Exercise: Copy out exactly each line from the line with "Phrase -- stone monument base" through the last line of the material below.
— begin —
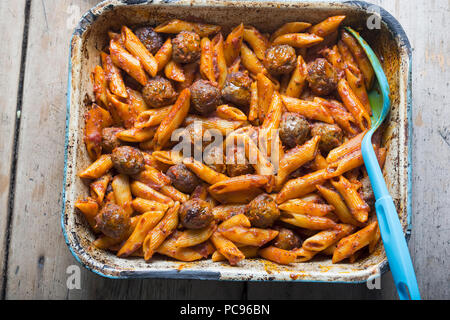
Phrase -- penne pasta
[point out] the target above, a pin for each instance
(98, 168)
(356, 81)
(192, 237)
(265, 90)
(122, 192)
(295, 158)
(290, 27)
(226, 211)
(99, 186)
(151, 118)
(204, 172)
(206, 61)
(250, 61)
(309, 222)
(352, 243)
(297, 81)
(174, 119)
(164, 54)
(147, 221)
(89, 208)
(176, 26)
(141, 190)
(249, 236)
(248, 251)
(113, 76)
(161, 231)
(96, 118)
(301, 186)
(100, 86)
(327, 27)
(227, 248)
(353, 105)
(324, 239)
(174, 71)
(136, 48)
(257, 42)
(219, 63)
(125, 61)
(228, 112)
(361, 58)
(233, 43)
(319, 193)
(298, 40)
(143, 205)
(278, 255)
(309, 109)
(357, 206)
(137, 134)
(340, 208)
(305, 207)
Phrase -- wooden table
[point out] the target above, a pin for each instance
(33, 255)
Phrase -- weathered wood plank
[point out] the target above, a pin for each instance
(10, 14)
(38, 254)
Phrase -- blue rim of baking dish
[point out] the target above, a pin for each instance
(393, 25)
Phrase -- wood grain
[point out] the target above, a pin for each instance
(38, 257)
(10, 14)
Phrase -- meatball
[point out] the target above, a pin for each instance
(113, 221)
(204, 97)
(186, 47)
(262, 211)
(330, 136)
(322, 77)
(109, 139)
(286, 239)
(237, 89)
(367, 191)
(294, 129)
(152, 40)
(280, 59)
(127, 160)
(238, 163)
(182, 178)
(213, 158)
(195, 214)
(159, 92)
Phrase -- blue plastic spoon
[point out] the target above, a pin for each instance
(391, 230)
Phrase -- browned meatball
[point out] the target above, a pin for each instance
(113, 221)
(109, 139)
(294, 129)
(280, 59)
(238, 163)
(186, 47)
(182, 178)
(159, 92)
(204, 97)
(195, 214)
(322, 77)
(262, 211)
(237, 89)
(213, 157)
(366, 191)
(330, 136)
(127, 160)
(152, 40)
(286, 239)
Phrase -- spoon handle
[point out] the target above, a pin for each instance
(390, 228)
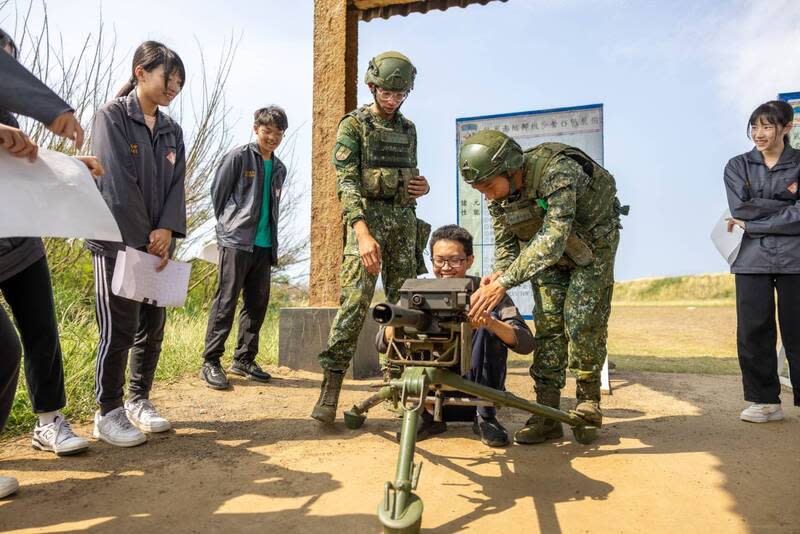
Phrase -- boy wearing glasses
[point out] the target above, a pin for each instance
(375, 157)
(246, 194)
(496, 331)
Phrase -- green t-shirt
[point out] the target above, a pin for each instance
(264, 232)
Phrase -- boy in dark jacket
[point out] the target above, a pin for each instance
(246, 194)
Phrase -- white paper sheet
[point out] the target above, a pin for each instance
(727, 243)
(53, 197)
(135, 278)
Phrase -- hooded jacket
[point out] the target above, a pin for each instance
(145, 173)
(766, 200)
(236, 193)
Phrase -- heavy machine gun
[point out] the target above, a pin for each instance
(432, 346)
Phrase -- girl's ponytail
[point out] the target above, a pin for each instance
(127, 88)
(149, 55)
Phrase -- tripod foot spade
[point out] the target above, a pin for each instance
(585, 435)
(352, 420)
(409, 522)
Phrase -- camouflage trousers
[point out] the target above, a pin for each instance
(395, 230)
(571, 314)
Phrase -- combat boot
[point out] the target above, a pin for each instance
(325, 409)
(539, 429)
(588, 407)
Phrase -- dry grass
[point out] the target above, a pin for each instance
(670, 339)
(700, 290)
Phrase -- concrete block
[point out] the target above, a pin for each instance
(303, 333)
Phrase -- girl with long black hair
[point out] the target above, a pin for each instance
(762, 189)
(143, 153)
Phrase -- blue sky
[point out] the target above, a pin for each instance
(678, 80)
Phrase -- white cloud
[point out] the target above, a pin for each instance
(754, 55)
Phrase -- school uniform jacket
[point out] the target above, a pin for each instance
(145, 173)
(22, 92)
(767, 201)
(236, 193)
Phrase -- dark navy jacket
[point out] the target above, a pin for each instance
(145, 173)
(767, 200)
(22, 92)
(236, 193)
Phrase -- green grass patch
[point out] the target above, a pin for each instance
(719, 288)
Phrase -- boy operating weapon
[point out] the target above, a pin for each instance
(496, 331)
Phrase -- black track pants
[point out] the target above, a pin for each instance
(756, 333)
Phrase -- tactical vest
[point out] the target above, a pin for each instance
(388, 158)
(526, 216)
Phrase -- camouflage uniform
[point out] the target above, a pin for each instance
(572, 297)
(374, 160)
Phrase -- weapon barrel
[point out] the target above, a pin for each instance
(392, 315)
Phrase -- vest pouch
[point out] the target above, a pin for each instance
(390, 180)
(578, 251)
(524, 218)
(371, 183)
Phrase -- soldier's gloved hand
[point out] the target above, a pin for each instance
(68, 127)
(734, 222)
(485, 299)
(418, 186)
(370, 252)
(489, 278)
(17, 143)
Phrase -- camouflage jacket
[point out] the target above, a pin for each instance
(574, 203)
(347, 159)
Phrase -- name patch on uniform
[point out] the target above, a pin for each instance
(342, 153)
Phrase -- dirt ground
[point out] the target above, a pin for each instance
(672, 457)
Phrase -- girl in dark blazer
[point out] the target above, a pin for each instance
(762, 189)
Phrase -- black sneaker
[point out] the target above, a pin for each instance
(214, 375)
(490, 430)
(427, 427)
(250, 370)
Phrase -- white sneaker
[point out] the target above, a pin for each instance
(8, 486)
(116, 429)
(761, 413)
(58, 437)
(145, 417)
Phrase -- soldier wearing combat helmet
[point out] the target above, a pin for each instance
(375, 157)
(556, 222)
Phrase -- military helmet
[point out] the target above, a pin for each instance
(486, 154)
(391, 71)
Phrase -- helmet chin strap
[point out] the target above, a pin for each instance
(378, 104)
(512, 189)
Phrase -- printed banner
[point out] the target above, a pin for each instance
(580, 126)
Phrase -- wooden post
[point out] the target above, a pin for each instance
(335, 71)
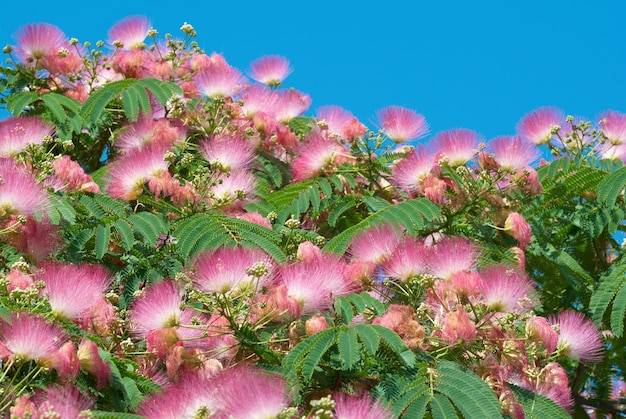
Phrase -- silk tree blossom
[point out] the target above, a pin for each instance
(451, 255)
(231, 270)
(506, 290)
(28, 337)
(613, 126)
(227, 152)
(359, 407)
(20, 194)
(402, 124)
(512, 153)
(158, 308)
(456, 147)
(412, 169)
(291, 103)
(539, 125)
(129, 173)
(219, 81)
(17, 133)
(72, 290)
(39, 40)
(579, 339)
(270, 70)
(130, 33)
(374, 245)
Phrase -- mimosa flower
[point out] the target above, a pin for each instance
(270, 70)
(538, 125)
(130, 32)
(402, 124)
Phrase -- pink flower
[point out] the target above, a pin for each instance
(512, 153)
(359, 407)
(374, 245)
(457, 326)
(19, 193)
(538, 125)
(507, 290)
(411, 170)
(73, 289)
(220, 81)
(227, 153)
(17, 133)
(613, 125)
(227, 270)
(579, 339)
(31, 338)
(408, 260)
(517, 226)
(158, 308)
(401, 124)
(315, 285)
(456, 147)
(452, 255)
(270, 70)
(39, 40)
(128, 173)
(291, 103)
(130, 31)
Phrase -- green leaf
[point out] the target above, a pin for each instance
(103, 236)
(349, 348)
(471, 395)
(537, 406)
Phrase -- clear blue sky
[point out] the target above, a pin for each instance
(462, 64)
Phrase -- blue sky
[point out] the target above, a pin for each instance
(477, 65)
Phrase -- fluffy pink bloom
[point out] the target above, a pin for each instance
(613, 125)
(538, 329)
(517, 226)
(226, 270)
(31, 338)
(507, 290)
(537, 126)
(457, 326)
(512, 153)
(408, 260)
(409, 172)
(17, 133)
(227, 152)
(158, 308)
(70, 176)
(401, 124)
(19, 193)
(315, 155)
(130, 31)
(315, 285)
(270, 70)
(291, 103)
(374, 245)
(257, 97)
(220, 81)
(456, 147)
(39, 40)
(128, 173)
(451, 255)
(579, 339)
(73, 289)
(266, 395)
(359, 407)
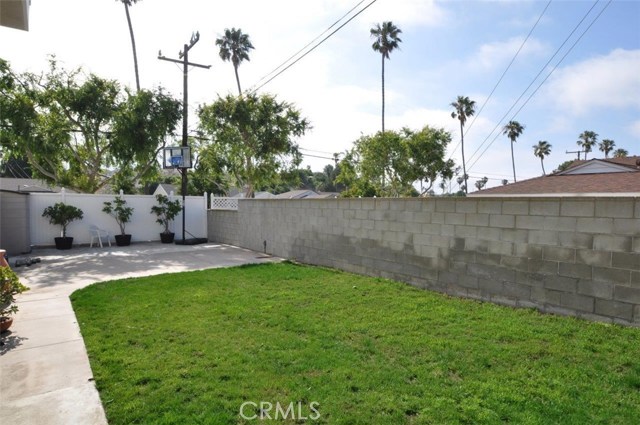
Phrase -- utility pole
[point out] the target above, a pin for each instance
(184, 55)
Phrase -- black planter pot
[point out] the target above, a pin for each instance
(64, 243)
(167, 237)
(123, 240)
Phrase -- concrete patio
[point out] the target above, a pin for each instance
(45, 376)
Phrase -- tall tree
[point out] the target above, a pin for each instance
(606, 146)
(253, 138)
(128, 3)
(389, 163)
(83, 132)
(513, 130)
(386, 40)
(586, 141)
(234, 46)
(464, 108)
(620, 153)
(541, 150)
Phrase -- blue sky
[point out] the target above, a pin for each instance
(449, 48)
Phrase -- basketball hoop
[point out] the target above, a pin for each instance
(177, 157)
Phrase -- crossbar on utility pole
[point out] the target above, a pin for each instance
(184, 56)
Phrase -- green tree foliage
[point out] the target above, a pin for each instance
(513, 130)
(541, 150)
(463, 109)
(586, 141)
(252, 139)
(620, 153)
(386, 41)
(83, 132)
(389, 163)
(606, 146)
(326, 180)
(234, 46)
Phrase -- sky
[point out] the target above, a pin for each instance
(578, 70)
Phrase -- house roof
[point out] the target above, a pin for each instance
(616, 181)
(297, 194)
(27, 185)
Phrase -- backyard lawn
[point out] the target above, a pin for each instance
(191, 348)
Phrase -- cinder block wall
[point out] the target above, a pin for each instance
(571, 256)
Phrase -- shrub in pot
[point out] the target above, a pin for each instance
(62, 214)
(9, 287)
(119, 210)
(166, 211)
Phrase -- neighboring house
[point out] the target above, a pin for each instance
(15, 14)
(297, 194)
(164, 189)
(326, 195)
(595, 177)
(256, 195)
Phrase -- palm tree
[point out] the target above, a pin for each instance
(607, 146)
(586, 141)
(620, 153)
(464, 108)
(386, 41)
(542, 149)
(234, 46)
(513, 130)
(128, 3)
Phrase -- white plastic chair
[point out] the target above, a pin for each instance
(98, 233)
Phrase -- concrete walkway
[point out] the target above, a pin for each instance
(45, 377)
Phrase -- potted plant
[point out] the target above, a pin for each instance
(9, 287)
(62, 214)
(166, 211)
(118, 209)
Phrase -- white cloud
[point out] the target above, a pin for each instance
(408, 12)
(499, 53)
(611, 81)
(634, 129)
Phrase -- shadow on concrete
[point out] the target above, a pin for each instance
(9, 341)
(82, 266)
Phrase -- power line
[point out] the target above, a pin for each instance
(312, 150)
(316, 156)
(313, 48)
(307, 45)
(501, 77)
(534, 80)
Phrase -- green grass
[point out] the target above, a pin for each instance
(190, 348)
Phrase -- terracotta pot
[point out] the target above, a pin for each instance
(167, 237)
(64, 243)
(5, 323)
(123, 240)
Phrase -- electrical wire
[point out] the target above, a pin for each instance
(316, 156)
(501, 77)
(307, 45)
(313, 48)
(312, 150)
(543, 81)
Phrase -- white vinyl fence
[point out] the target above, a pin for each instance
(224, 203)
(142, 227)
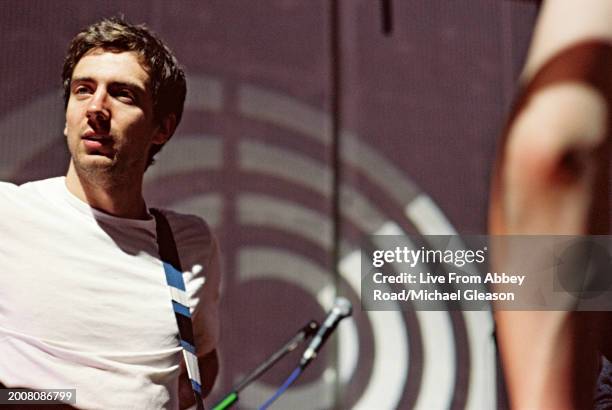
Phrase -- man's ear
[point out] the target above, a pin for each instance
(165, 130)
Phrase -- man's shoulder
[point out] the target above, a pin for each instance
(12, 189)
(189, 230)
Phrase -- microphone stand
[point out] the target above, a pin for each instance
(303, 334)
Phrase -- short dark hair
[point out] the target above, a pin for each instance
(116, 34)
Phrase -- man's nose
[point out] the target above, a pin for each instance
(97, 110)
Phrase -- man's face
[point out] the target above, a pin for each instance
(109, 117)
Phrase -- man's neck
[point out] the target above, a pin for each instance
(118, 198)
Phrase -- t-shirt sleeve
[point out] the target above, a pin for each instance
(200, 259)
(206, 314)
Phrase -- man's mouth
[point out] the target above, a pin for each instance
(98, 144)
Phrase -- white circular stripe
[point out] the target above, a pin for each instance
(257, 262)
(207, 206)
(283, 163)
(439, 371)
(390, 371)
(263, 210)
(482, 387)
(187, 153)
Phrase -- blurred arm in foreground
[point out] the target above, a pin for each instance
(551, 177)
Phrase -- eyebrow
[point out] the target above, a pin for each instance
(132, 86)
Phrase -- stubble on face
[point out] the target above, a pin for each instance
(109, 120)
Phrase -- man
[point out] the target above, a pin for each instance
(84, 302)
(552, 178)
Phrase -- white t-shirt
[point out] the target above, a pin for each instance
(84, 303)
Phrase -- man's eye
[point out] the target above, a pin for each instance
(125, 96)
(81, 90)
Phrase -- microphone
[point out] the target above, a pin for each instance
(341, 309)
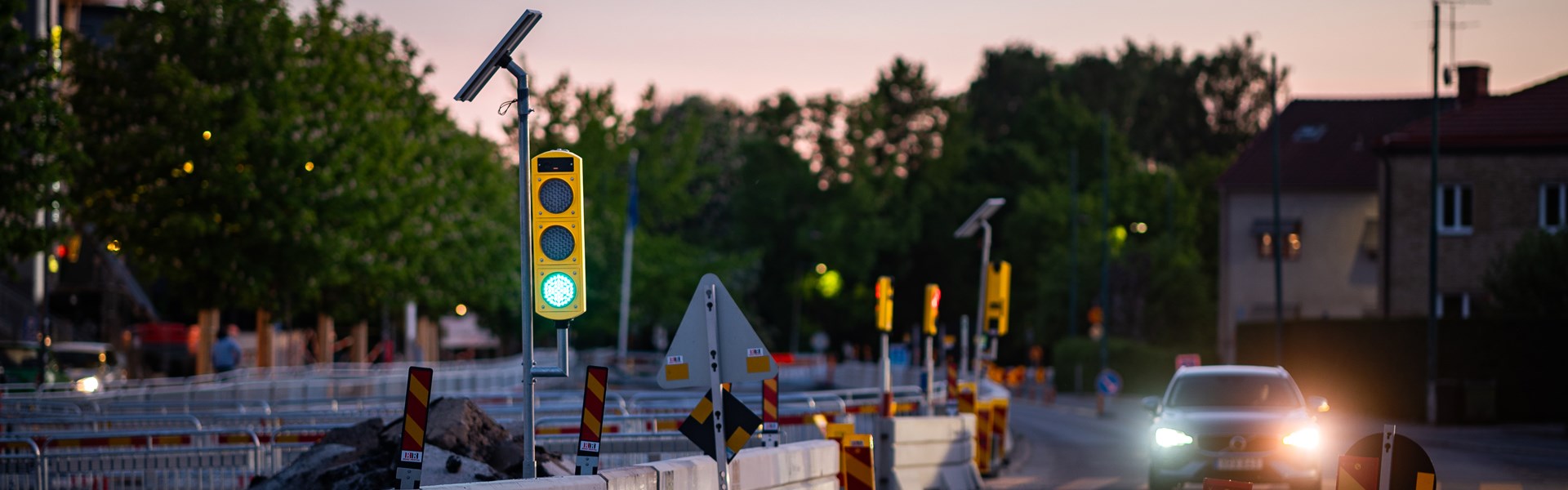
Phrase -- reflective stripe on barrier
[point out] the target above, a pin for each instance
(860, 467)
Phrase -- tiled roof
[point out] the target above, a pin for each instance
(1325, 145)
(1535, 117)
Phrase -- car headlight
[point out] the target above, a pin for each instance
(1305, 439)
(1167, 437)
(88, 384)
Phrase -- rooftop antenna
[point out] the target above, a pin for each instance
(1454, 27)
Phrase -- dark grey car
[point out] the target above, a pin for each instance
(1242, 423)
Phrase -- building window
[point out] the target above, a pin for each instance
(1454, 305)
(1554, 206)
(1454, 209)
(1263, 234)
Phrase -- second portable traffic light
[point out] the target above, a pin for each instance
(557, 219)
(998, 296)
(933, 296)
(884, 304)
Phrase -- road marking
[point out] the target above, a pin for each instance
(1089, 484)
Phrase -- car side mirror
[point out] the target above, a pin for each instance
(1152, 404)
(1317, 404)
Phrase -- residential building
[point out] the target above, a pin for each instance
(1329, 212)
(1503, 170)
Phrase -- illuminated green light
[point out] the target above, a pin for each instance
(559, 289)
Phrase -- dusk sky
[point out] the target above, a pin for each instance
(745, 51)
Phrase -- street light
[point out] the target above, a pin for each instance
(501, 57)
(979, 220)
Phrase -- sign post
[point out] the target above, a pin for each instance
(416, 408)
(1385, 461)
(1106, 385)
(591, 429)
(717, 335)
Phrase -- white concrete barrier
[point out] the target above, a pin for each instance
(687, 473)
(920, 452)
(795, 466)
(630, 478)
(809, 466)
(557, 483)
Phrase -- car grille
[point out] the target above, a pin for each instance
(1254, 442)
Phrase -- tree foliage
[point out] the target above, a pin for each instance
(253, 159)
(35, 139)
(333, 181)
(1528, 280)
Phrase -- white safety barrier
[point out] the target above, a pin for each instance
(811, 466)
(925, 452)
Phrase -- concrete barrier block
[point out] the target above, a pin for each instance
(831, 483)
(930, 454)
(687, 473)
(961, 476)
(630, 478)
(557, 483)
(772, 467)
(921, 429)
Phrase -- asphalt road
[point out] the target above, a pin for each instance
(1065, 445)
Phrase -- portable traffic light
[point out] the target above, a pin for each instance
(933, 296)
(998, 296)
(557, 219)
(884, 304)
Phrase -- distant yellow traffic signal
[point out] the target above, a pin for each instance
(884, 304)
(557, 217)
(933, 296)
(998, 296)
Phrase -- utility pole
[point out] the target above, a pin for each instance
(1432, 233)
(626, 265)
(1073, 220)
(1275, 244)
(1104, 225)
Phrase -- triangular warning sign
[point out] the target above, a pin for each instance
(739, 352)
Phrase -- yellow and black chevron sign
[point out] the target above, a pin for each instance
(741, 423)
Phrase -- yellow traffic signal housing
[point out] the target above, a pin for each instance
(933, 296)
(560, 278)
(884, 304)
(998, 296)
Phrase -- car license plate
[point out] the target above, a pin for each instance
(1239, 464)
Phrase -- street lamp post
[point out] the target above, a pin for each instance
(501, 59)
(980, 222)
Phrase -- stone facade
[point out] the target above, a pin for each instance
(1506, 203)
(1333, 275)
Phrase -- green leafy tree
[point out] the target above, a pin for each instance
(1528, 280)
(252, 159)
(37, 134)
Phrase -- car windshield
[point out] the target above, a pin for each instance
(22, 357)
(1235, 391)
(80, 359)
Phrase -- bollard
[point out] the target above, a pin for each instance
(966, 398)
(983, 437)
(591, 421)
(416, 408)
(860, 462)
(952, 387)
(1000, 430)
(840, 432)
(770, 412)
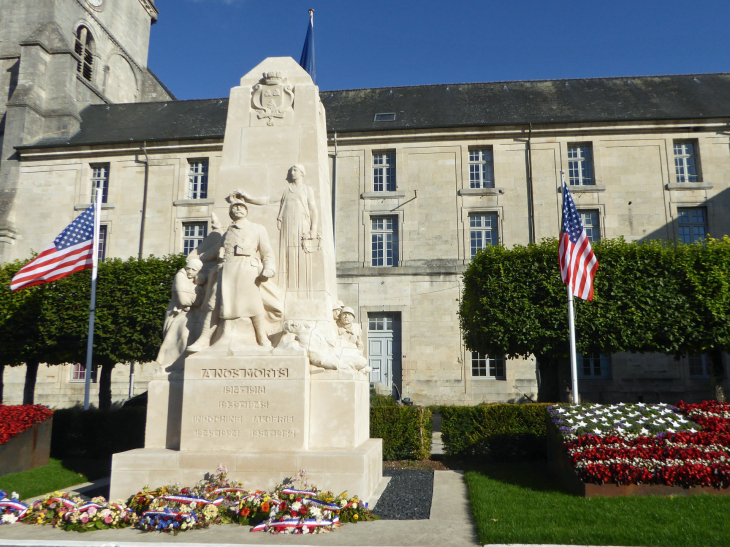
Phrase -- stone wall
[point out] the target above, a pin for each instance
(634, 194)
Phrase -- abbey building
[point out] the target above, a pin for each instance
(422, 178)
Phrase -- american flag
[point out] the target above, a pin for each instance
(578, 264)
(72, 251)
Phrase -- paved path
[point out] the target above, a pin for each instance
(450, 525)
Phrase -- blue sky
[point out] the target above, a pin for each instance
(201, 48)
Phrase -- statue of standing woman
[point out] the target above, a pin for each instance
(298, 222)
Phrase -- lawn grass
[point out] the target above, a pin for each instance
(522, 503)
(47, 478)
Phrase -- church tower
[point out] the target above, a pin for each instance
(57, 57)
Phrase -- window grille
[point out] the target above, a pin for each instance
(485, 367)
(193, 235)
(78, 373)
(384, 241)
(483, 231)
(198, 179)
(84, 49)
(481, 168)
(593, 365)
(591, 224)
(692, 223)
(100, 179)
(685, 162)
(101, 250)
(384, 172)
(699, 366)
(580, 165)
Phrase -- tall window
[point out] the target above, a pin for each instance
(699, 366)
(384, 172)
(84, 49)
(593, 365)
(482, 231)
(685, 162)
(193, 235)
(580, 164)
(100, 179)
(485, 367)
(692, 223)
(198, 179)
(101, 250)
(78, 373)
(591, 224)
(481, 168)
(384, 241)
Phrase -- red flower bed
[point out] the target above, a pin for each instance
(673, 458)
(16, 419)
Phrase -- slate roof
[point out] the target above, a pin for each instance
(680, 97)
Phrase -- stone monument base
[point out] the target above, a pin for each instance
(357, 471)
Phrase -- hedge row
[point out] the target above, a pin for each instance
(96, 433)
(405, 430)
(499, 432)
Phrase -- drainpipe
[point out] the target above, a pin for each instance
(530, 196)
(334, 197)
(144, 198)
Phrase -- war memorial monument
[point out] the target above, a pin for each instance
(256, 371)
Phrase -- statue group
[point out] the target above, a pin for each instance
(234, 274)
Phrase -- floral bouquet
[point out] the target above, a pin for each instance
(11, 509)
(70, 512)
(218, 500)
(683, 445)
— end —
Reply:
Phrase -- stone monument base
[point out] the target above, a pin for each instance
(357, 471)
Phrase -- hedge row
[point out] the target above, a pin for each instance
(96, 433)
(405, 430)
(499, 432)
Phrase -- drainpipe
[point out] the target above, a pin for each instance
(530, 196)
(334, 197)
(144, 198)
Phrase -- war memorial monument
[point out] the target above, a pin for each instance
(256, 371)
Phrase -- statue group
[point out] the target above, a pin for each instance
(234, 274)
Phrase -- floral bouquet
[point out] the target above, a pin for each instance
(11, 509)
(70, 512)
(218, 500)
(683, 445)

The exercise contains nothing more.